• _GOAL OF THE EXERCISE_
Extract the full text on laminated teeth below, copying it word for word without any changes.

• _TEXT EXCERPT_
Laminated teeth consist of the process of gluing a thin layer in porcelain structure, with or without minimal abrasion, on the front surfaces of the teeth.

Porcelain laminates are colloquially referred to as “leaf porcelain” and they have recently become increasingly popular due to their high aesthetic quality.


The long-lasting laminates are preferred in cases of stained teeth which cannot be transformed by the whitening process.


They also provide aesthetically pleasing results for when problems with the shape and form of the teeth are observed, or when spaces between teeth – called “diastema”- occurs.



Laminated teeth are different from classical porcelain coatings in terms of both the material and the method of construction.

In porcelain coatings, it is necessary to make an abrasion of 2-2.5 mm along the entire surface of the teeth, whereas for laminated teeth only 0.5-1 mm of abrasion is sufficient along the front surface of the teeth.


Some cases do not require any abrasion for laminated teeth. Porcelains used for laminates have outstanding features compared to porcelains used with a classical finish and provide very good results in terms of aesthetics.

Laminated teeth are mainly preferred by patients who want neat looking teeth with high aesthetic expectations. Specifically, lamination is the optimal solution for cases that involve permanent discolorations due to antibiotic use, slight shrinkage, shape or form problems, chipping or breakage of the teeth, non-uniform look, as well as excessive treatment of fillers or canal therapy.

• _SUPPLIED RECORDS_
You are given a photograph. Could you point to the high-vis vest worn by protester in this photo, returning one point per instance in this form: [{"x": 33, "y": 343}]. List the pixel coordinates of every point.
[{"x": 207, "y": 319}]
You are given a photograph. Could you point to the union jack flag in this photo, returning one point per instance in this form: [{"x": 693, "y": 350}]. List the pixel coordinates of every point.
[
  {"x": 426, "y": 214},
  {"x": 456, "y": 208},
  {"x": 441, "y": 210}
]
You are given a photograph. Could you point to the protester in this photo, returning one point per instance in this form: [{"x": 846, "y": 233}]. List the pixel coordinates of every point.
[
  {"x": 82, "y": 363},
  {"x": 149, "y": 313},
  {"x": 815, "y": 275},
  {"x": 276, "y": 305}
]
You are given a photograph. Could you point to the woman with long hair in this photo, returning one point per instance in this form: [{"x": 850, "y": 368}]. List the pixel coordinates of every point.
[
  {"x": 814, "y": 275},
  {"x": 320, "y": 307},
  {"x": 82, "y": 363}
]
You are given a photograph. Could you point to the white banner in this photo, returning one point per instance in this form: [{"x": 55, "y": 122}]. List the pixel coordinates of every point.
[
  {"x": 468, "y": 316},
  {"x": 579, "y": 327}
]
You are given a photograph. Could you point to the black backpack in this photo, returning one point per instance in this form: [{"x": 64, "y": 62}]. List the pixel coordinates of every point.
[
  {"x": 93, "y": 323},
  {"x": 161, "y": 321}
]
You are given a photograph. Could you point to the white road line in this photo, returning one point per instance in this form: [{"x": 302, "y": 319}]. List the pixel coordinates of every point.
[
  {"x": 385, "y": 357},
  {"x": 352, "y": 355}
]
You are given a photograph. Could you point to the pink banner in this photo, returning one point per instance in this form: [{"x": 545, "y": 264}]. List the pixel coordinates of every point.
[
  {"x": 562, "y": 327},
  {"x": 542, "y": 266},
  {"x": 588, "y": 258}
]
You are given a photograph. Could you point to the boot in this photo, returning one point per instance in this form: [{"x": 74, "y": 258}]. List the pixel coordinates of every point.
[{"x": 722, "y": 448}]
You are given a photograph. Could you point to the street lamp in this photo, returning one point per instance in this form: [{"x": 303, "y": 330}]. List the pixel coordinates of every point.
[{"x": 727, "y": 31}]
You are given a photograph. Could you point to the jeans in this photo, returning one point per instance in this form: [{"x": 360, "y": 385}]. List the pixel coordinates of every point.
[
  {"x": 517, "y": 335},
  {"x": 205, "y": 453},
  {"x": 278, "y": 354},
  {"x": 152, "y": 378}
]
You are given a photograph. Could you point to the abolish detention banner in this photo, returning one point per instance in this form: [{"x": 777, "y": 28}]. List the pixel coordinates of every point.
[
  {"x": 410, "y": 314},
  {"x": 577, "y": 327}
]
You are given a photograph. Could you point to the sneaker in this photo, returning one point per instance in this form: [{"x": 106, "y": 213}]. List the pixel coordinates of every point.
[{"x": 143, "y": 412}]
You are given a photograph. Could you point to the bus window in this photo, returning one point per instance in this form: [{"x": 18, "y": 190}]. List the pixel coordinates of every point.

• _TASK ANSWER_
Laminated teeth consist of the process of gluing a thin layer in porcelain structure, with or without minimal abrasion, on the front surfaces of the teeth.

Porcelain laminates are colloquially referred to as “leaf porcelain” and they have recently become increasingly popular due to their high aesthetic quality.


The long-lasting laminates are preferred in cases of stained teeth which cannot be transformed by the whitening process.


They also provide aesthetically pleasing results for when problems with the shape and form of the teeth are observed, or when spaces between teeth – called “diastema”- occurs.



Laminated teeth are different from classical porcelain coatings in terms of both the material and the method of construction.

In porcelain coatings, it is necessary to make an abrasion of 2-2.5 mm along the entire surface of the teeth, whereas for laminated teeth only 0.5-1 mm of abrasion is sufficient along the front surface of the teeth.


Some cases do not require any abrasion for laminated teeth. Porcelains used for laminates have outstanding features compared to porcelains used with a classical finish and provide very good results in terms of aesthetics.

Laminated teeth are mainly preferred by patients who want neat looking teeth with high aesthetic expectations. Specifically, lamination is the optimal solution for cases that involve permanent discolorations due to antibiotic use, slight shrinkage, shape or form problems, chipping or breakage of the teeth, non-uniform look, as well as excessive treatment of fillers or canal therapy.